## SOURCE PASSAGE

There is much to be commended in the Government’s White Paper but there are some assumptions which need to be questioned. The focus on Asia is welcome and most of the analysis of our changing world is good, in particular the recognition that the balance between China and the USA has been changing. The Prime Minister’s claim that we will be guided by Australian interests is on the surface timely but is open to interpretation. The major weakness in the paper is the way it clings to the US as the unshakeable bedrock of our security while at the same tine arguing that the balance of power between China and the US will continue to move in favour of China.. In other words we will back the loser.. It also takes a naive view of American international behaviour and ignores its claim to ‘exceptionalism’. The paper regards America as a force for stability in our region without showing how American policies have and will be a force for stability.
The Paper takes a somewhat missionary attitude to the spread of democracy and states that Australia must work closely with other democracies internationally, which clearly suggests that democracies are somehow more likely to protect our interests. There is no evidence to show that democracies behave better internationally than dictatorships. Britain and France were democracies when they subjugated vast numbers of people to create their empires and even Winston Churchill fought against giving democracy to India. The United States has a long history of overthrowing or subverting Latin American democracies which didn’t suit its commercial or strategic interests – not to mention Iraq and Iran.
It talks of universal values but many countries see these as European values which are not shared by everyone. Preident Xi Jin Ping has made it very clear that he doesn’t share them and that China sees them as designed to promote Western political interests. Many religious people don’t share them and for the three Middle Eastern monotheisms at least, where these values clash with God’s will, God must prevail. We have every right to protect our values but we cannot assume that anyone who disagrees is wrong..
The Paper rightly points to the change in the relative position of China and the USA but suggests that the US is a force for stability in Asia and implies that China is not. However, it could be argued that China wants a stable region just as much as the US and doesn’t see the US bases surrounding China as a force for stability. Certainly many countries in the region want the US to be a counterbalance to China but most don’t want to take sides and perhaps see China as a counterbalance to the US? American involvement in Vietnam, Afghanistan and the Middle East is not seen by many as favourable to stability. We may prefer the American domestic model to the Chinese but do they really behave differently internationally?
The Paper correctly stresses the importance of getting close to China and working more closely with our neighbours. This is highly desirable but is being such a loyal ally of one country the way to help bring them together? Is having the USA as the bedrock of our security consistent with our claim that none of the alliances we have are designed to contain China? Many in the USA would see containing China as exactly what the US wants to do. Both countries want to be the supreme global economic and military power and will inevitably clash. The paper’s hope that Australia can help them reach a workable compromise is good but perhaps unrealistic when the pressure from our bedrock ally will be on us to support it.

Stored items:
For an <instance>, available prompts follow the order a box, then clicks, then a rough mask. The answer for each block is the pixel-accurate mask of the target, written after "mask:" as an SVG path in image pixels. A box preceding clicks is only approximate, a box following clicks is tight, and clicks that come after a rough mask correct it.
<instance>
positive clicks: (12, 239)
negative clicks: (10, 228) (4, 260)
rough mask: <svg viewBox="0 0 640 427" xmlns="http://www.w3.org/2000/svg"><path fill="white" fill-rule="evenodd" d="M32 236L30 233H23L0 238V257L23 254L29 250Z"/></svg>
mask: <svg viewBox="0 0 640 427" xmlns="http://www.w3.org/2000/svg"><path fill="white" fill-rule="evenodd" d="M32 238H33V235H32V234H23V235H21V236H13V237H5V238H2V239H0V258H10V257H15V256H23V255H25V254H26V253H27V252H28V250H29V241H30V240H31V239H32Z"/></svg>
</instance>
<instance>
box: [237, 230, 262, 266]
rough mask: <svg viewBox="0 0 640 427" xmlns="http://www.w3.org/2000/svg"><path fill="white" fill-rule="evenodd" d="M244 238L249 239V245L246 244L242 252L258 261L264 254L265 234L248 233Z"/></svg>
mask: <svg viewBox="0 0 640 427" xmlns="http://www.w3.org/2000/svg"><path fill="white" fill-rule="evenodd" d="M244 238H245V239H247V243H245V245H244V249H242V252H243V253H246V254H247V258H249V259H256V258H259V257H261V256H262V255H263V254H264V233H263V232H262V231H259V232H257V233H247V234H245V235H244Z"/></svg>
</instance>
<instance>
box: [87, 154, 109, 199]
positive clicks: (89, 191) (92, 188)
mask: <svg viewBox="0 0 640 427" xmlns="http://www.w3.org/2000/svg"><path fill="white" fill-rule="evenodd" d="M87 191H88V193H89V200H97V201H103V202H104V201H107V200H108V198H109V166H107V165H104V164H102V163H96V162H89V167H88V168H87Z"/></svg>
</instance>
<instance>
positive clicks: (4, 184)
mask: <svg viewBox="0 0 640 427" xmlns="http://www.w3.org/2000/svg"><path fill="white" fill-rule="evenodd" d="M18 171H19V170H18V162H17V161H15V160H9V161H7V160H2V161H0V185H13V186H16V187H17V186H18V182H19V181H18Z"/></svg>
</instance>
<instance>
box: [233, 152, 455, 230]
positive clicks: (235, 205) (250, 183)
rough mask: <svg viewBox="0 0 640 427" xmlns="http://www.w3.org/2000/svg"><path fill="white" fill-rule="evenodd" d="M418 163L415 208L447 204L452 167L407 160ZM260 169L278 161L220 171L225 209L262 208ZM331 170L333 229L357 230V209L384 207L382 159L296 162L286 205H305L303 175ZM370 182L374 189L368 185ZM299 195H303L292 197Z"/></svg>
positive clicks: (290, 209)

## TASK TO CARRY OUT
In the critique of the Government's White Paper, what does the text say Winston Churchill fought against?

## ANSWER
Giving democracy to India.